What needs to be done: Do not include the pictures; repeat the rest of the data exactly.

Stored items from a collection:
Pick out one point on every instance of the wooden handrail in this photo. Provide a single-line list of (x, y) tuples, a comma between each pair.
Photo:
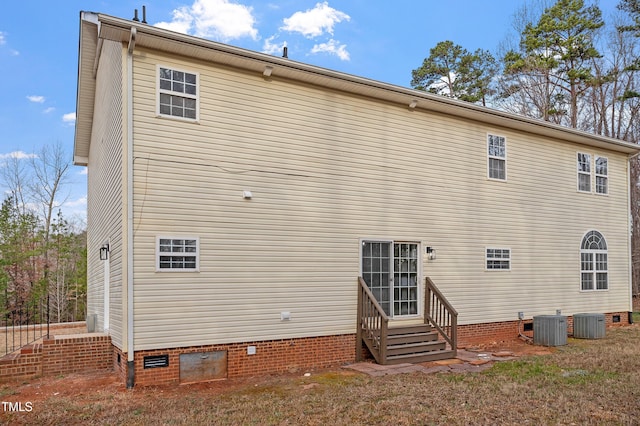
[(372, 326), (439, 313)]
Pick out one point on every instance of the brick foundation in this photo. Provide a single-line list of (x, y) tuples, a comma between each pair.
[(474, 334), (62, 355), (271, 357)]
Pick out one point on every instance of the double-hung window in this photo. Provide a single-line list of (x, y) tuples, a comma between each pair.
[(602, 176), (177, 253), (584, 172), (497, 157), (498, 259), (177, 93)]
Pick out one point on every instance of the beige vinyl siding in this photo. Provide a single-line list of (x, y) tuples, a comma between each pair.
[(105, 215), (327, 169)]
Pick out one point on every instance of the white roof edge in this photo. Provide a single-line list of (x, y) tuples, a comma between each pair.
[(429, 101)]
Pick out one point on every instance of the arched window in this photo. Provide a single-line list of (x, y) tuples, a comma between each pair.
[(593, 262)]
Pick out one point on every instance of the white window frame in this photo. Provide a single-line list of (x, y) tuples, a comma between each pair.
[(493, 156), (596, 257), (183, 95), (581, 172), (602, 176), (160, 254), (490, 256)]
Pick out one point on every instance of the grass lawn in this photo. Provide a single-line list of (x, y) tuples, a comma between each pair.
[(585, 382)]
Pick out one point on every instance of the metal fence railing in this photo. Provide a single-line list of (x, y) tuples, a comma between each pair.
[(22, 323)]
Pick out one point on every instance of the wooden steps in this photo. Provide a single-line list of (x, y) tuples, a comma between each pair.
[(413, 344)]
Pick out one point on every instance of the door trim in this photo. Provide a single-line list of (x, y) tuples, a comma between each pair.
[(420, 286)]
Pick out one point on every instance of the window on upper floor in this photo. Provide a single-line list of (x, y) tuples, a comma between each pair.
[(496, 157), (177, 93), (498, 259), (584, 172), (177, 254), (602, 176), (587, 170)]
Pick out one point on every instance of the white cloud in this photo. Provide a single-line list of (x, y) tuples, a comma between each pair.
[(20, 155), (315, 22), (332, 47), (69, 118), (270, 47), (80, 202), (214, 19), (36, 98)]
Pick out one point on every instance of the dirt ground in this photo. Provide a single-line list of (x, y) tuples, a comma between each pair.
[(79, 385)]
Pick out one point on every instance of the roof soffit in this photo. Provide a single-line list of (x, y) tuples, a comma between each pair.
[(184, 45)]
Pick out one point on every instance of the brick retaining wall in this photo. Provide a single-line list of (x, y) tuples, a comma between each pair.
[(59, 355)]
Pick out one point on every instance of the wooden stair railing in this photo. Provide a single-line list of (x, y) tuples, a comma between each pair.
[(373, 324), (439, 313)]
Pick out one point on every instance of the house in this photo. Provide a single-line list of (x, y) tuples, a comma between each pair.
[(235, 198)]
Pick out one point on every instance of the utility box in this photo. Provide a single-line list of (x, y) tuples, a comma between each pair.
[(589, 326), (92, 321), (550, 330)]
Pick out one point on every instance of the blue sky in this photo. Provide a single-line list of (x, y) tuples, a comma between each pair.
[(378, 39)]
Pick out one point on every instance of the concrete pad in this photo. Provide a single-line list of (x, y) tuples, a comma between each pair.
[(448, 361)]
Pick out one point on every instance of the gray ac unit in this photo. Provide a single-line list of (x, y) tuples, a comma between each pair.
[(588, 326), (550, 330)]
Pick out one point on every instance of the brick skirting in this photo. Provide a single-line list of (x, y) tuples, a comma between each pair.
[(59, 355), (271, 357), (94, 352)]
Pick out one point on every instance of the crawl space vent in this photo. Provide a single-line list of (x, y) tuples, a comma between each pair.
[(156, 361)]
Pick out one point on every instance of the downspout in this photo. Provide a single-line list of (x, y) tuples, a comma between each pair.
[(130, 350), (630, 224)]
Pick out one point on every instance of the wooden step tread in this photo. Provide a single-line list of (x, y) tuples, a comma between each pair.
[(422, 357), (413, 348)]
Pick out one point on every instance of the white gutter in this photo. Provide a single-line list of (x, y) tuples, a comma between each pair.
[(130, 340)]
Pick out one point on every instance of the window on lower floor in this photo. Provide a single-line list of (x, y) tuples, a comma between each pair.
[(498, 259), (594, 262), (177, 254)]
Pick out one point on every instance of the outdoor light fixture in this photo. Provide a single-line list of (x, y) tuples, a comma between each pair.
[(431, 253), (104, 252)]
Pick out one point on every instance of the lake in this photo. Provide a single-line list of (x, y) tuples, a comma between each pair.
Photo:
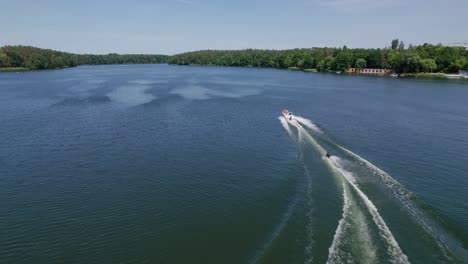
[(192, 164)]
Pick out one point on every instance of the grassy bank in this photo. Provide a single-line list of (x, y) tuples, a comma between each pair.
[(433, 76), (14, 69)]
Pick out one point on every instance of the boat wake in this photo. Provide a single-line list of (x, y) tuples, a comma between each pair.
[(362, 234)]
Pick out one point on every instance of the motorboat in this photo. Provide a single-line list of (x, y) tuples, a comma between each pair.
[(288, 115)]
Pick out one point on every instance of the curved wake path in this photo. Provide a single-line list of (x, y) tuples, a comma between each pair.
[(393, 249), (442, 239)]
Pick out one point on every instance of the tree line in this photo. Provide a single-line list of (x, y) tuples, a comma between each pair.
[(37, 58), (401, 59)]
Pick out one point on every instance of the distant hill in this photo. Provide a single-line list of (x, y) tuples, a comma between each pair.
[(413, 59), (37, 58)]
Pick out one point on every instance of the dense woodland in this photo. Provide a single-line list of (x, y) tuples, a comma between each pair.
[(423, 58), (36, 58), (411, 59)]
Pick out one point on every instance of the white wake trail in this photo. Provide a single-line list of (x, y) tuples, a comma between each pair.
[(404, 196), (308, 123), (393, 247), (333, 256), (285, 125)]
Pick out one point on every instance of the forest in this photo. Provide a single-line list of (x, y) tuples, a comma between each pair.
[(401, 59), (426, 58), (37, 58)]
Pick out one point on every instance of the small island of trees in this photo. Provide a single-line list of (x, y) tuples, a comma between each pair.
[(426, 58)]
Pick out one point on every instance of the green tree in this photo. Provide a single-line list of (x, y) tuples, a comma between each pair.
[(395, 60), (4, 60), (401, 45), (394, 45), (428, 65), (360, 63)]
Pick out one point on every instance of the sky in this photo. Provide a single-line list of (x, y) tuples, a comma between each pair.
[(175, 26)]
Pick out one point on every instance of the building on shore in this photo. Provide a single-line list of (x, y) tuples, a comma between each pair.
[(369, 71)]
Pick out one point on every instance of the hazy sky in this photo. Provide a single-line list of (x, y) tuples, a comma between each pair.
[(173, 26)]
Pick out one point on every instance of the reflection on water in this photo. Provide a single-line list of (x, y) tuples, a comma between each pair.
[(197, 92), (131, 95)]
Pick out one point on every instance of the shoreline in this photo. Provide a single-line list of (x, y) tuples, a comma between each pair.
[(420, 75)]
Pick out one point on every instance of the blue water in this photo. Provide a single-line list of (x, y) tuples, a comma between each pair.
[(178, 164)]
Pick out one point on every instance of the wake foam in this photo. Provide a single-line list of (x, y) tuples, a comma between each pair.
[(392, 245), (285, 125), (333, 251), (308, 123), (404, 197)]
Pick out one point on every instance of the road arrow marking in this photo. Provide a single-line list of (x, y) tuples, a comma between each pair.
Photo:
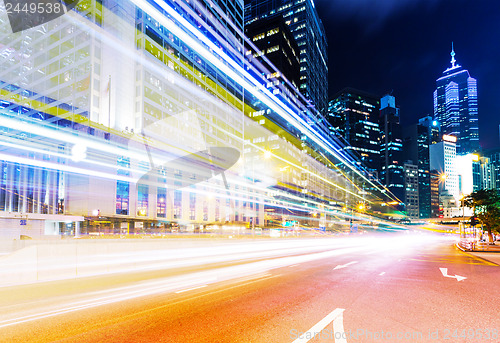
[(340, 266), (444, 271), (313, 332)]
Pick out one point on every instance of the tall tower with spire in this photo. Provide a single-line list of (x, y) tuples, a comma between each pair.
[(455, 106)]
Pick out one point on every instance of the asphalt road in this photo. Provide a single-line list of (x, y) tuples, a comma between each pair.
[(406, 288)]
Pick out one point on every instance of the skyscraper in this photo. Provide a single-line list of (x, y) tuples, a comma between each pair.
[(275, 44), (391, 147), (353, 114), (455, 106), (309, 33), (416, 149)]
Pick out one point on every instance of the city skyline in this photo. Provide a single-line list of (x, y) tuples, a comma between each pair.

Answer to this problem:
Pick out one point on every instance of the wooden handrail in this photo. Provide a single-line list of (x, y) tuples, a comma between each pair.
Photo:
[(372, 326), (439, 313)]
Pick out one point on every instance of the brick foundation in this photo. Provide a single-line list of (x, y) tuples, a comma between each pair.
[(474, 334), (62, 355), (271, 357)]
Pick out one point on every instance of the double-hung window in this photo. Provide a single-line list of (x, y) tuples, a comma between each pair.
[(602, 176), (177, 253), (584, 172), (497, 157), (498, 259), (177, 93)]
Pick out one point on every instance of the beige vinyl siding in this photo. Provide a single-line list of (x, y) tuples, a comma between each pair.
[(105, 215), (327, 169)]
Pick out one point on every instance of the white roof edge in this photo. Provide a single-line list of (x, y) tuples, a comma between each pair.
[(429, 101)]
Pick out one point on every instance of the arched window in this photo. Provide a single-line list of (x, y) tuples, a comma between each pair.
[(593, 262)]
Pick out one point on every instance of the white window frame in this photo. Provide a single-line list of (x, y) tuples, a comma between each pair.
[(493, 156), (596, 257), (183, 95), (581, 172), (602, 176), (160, 254), (490, 256)]
Pick out one point on every instance of the grass lawn in this photo. Provide a single-line list of (x, y) tuples, a comma between each pair.
[(585, 382)]
Pick out one point on every instance of the metal fence railing in this photo. Provide a single-line list of (x, y) tuples, a comma between each pair.
[(22, 323)]
Pick out one point on every instance of the wooden steps in this photo. Provide a single-line list of (x, y) tuples, a comma between each pair.
[(413, 344)]
Pick out one point on every instance of the door trim in this photo. Provide a single-line list of (x, y) tuples, a comma between each pair.
[(420, 286)]
Pick out one point on every instance of the window on upper floor in this photo. Provide a single-line list of (x, y) tuples, a comma between each pair.
[(496, 157), (177, 93), (498, 259), (584, 172), (177, 254), (602, 176), (587, 170)]
Pick out one point on every instance of the white cloud in this photo. Provide a single-line list of (x, y) tuples, a comma between each pair.
[(20, 155), (315, 22), (332, 47), (69, 118), (270, 47), (80, 202), (214, 19), (36, 98)]
Pick out one point on every instance of the dirt ground in this photo. Provide a single-line list of (x, y) tuples, a comma between each pair.
[(79, 385)]
Pick out one point on every instance of the roof soffit in this photo. Provide a single-line list of (x, y) tuples, a comma between each pair.
[(184, 45)]
Pick out one point on every instance of the brick retaining wall in this photo. Provide a single-line list of (x, y) tuples, a comma between each pair.
[(59, 355)]
Pick out one point on every instance of the wooden stair railing in this photo. Provide a single-line list of (x, y) tuples, a comma between each pair.
[(373, 324), (439, 313)]
Pick out one point on every instance of the house in this photo. Provide a single-line list of (x, y) tuples, a comma between each pair.
[(235, 198)]
Pick out one point on every instance of the utility box in this photo. Provide a single-line list of (x, y) tuples, a comma between each pair.
[(589, 326), (92, 321), (550, 330)]
Pick out one point on every instance of the blue sky in this photo. Provide a single-line list of (x, y) tuples, a comma between each pair.
[(378, 39)]
Pick out one point on every instance of the concrete pad in this photo. Provide a single-line list of (x, y) tuples, a comma between each pair.
[(448, 361)]
Pick out one point on every instance of the gray ac unit in this photo. Provide a single-line list of (x, y) tuples, a comma between each pair.
[(588, 326), (550, 330)]
Pick out one point on every instance of the brick skirting in this photo. Provide a single-line list of (x, y) tuples, a comma between each pair.
[(59, 355), (271, 357), (94, 352)]
Pick out one point on every instance of the crawl space vent in this photo. Provide a single-line list of (x, y) tuples, a comma between each pair.
[(156, 361)]
Pick out one point on every instance of the downspout in this photo. Provide a single-line list of (x, y) tuples, a comma between each pair.
[(130, 350), (630, 224)]
Pick out one point on every instance of the wooden step tread in this photo. Provide a single-line list of (x, y) tuples, a comma between each pair.
[(422, 357), (413, 348)]
Pick out one point on every instance of the white gutter in this photo. Provide a single-line list of (x, y) tuples, a comma between each pair.
[(130, 340)]
Pick out one point on every instance of the window on lower floor in this photo. Provide a single-line list of (x, y) tuples, a comma between each pair.
[(498, 259), (594, 262), (177, 254)]
Pick out one point on every instance of the outdoor light fixture in this photo. Provide a single-line list of (x, y) tuples, a comma between each pair.
[(431, 253), (104, 252)]
Pick out one point on every instance of the lake in this photo. Provide a single-line list of (x, y) tuples, a comma between each pair.
Photo:
[(192, 164)]
Pick out one point on every instance of the grassy bank in this photo. Provide a single-line list of (x, y) tuples, a comma between each pair.
[(433, 76), (14, 69)]
Pick out one point on every instance of the boat wake in this photo. Provide a single-line list of (x, y) tuples, a comma between each pair.
[(362, 234)]
Pick out one point on every instance of the motorboat in this photo. Provide a single-line list of (x, y) tuples, a comma between each pair.
[(288, 115)]
Pick out one point on every instance of the curved wake path in this photo. Provide a single-line list of (x, y) tuples, a comma between each pair.
[(393, 249), (442, 239)]
Pick out one point on every instance of the tree line in this photo. Provide a single-line list of (x, y) tuples, a comma between each pair.
[(37, 58), (401, 59)]
Pick out one point on every instance of the distant hill in this photo. Provide a single-line list of (x, y) tuples, a comma between each pair.
[(413, 59), (37, 58)]
Pick out one point on every instance of the dense woodland in this photo. Provide a single-line list of (x, y) tuples, a comma between each pair.
[(423, 58), (36, 58), (411, 59)]
Pick out one point on every instance of the white wake trail in this photo. Provide a single-line list of (x, y) tuples, a comma between each pair.
[(404, 196), (308, 123), (393, 247), (333, 256), (285, 125)]
Pick out one point on every instance of the forest in this photo. Provide a single-line list of (x, y) tuples, a comma between each pair.
[(401, 59), (426, 58), (37, 58)]
Pick out one point on every instance of the small island of trees in this photo. Provide a single-line list of (x, y) tuples, a comma between each pair.
[(426, 58)]
Pick out one point on every instance of the green tree in this photo. Provide a single-line list of (x, y) tuples, a comma between each pair.
[(395, 60), (4, 60), (401, 45), (394, 45), (428, 65), (360, 63)]
Pick out one point on every instance of the sky in this photo. Provide a single-line list of (x, y) tuples, a comma between each pair.
[(175, 26)]
Pick out one point on every instance of the building on shore in this photo. Provide a single-line list of (x, y) tuples, a comma between each pair.
[(369, 71)]
Pick out one point on every instance of the hazy sky in this photo. Provide a single-line list of (x, y) tuples, a comma between each pair.
[(173, 26)]
Pick out one point on every instance of the reflection on water in this photo. Provide a single-line list of (x, y) tuples, a comma between each pair.
[(197, 92), (131, 95)]
Pick out one point on every instance of the shoreline in this photo. Provide a single-line list of (x, y) tuples, a comma between each pair.
[(420, 75)]
Pick out one point on every instance of the blue water in this photo. Provide a single-line list of (x, y) tuples, a comma between each pair.
[(178, 164)]
Pick out one point on every instance of the wake foam in this photo. Provide a single-line list of (x, y) tuples, a comma between each pair.
[(392, 245), (285, 125), (333, 251), (308, 123), (404, 197)]
Pick out one point on every instance of the road arrow marking in this photo. Provide a single-line list of (x, y) tuples, a comma between each pair.
Photo:
[(340, 266), (444, 271), (313, 332)]
Pick out one point on every instance of the tall tower with spire in this photo. Provide a single-line list of (x, y) tuples, a comma between each pair.
[(455, 106)]
Pick out one point on every instance of the asphalt road in this photo. Provide a single-line list of (x, y) tuples, a comma between each pair.
[(406, 288)]
Pick out one point on every instance of the skyscraper in this photo. Provide a single-line list of (x, y) tuples, a comma between each pair.
[(275, 44), (391, 147), (353, 114), (455, 106), (309, 33), (416, 149)]
Pick out one point on every instance of the city skyline in this photo. Provide a single-line list of (x, y) tuples, a comma between each pair.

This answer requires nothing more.